— Begin Exercise materials —

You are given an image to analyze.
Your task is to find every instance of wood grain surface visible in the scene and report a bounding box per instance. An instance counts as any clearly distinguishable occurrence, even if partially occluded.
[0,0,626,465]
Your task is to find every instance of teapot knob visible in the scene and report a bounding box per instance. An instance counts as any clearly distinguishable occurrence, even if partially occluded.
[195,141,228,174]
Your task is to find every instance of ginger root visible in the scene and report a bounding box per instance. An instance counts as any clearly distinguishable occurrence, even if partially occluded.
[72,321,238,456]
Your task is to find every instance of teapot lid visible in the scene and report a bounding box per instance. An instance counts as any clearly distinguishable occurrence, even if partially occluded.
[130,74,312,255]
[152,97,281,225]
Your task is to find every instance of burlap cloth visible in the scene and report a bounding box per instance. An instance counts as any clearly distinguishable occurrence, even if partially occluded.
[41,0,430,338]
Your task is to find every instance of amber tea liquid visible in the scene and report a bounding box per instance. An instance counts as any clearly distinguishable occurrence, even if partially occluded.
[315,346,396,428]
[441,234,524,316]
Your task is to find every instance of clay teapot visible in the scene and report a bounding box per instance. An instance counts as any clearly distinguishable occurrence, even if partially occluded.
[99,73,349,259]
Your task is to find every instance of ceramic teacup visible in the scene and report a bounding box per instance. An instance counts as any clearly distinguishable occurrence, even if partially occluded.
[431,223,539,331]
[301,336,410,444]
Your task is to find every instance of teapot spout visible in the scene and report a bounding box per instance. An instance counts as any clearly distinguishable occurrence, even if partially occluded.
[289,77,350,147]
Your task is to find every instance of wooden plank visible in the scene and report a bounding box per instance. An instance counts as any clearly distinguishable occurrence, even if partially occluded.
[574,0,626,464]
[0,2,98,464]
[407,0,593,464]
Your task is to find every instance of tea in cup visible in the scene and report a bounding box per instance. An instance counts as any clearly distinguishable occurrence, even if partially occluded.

— End Exercise materials —

## Problem details
Could you repeat the part of the entries that opens with their first line and closes with the line containing "[0,0,626,465]", replacing "wood grain surface" with "wooden tabletop" and leaving everything else unchanged?

## Exercise result
You are given an image to analyze.
Your task is to find every instance of wooden tabletop visible in the scene and report a bounding box per instance. An instance counts as any clearly distinguishable occurrence, even if partially occluded.
[0,0,626,465]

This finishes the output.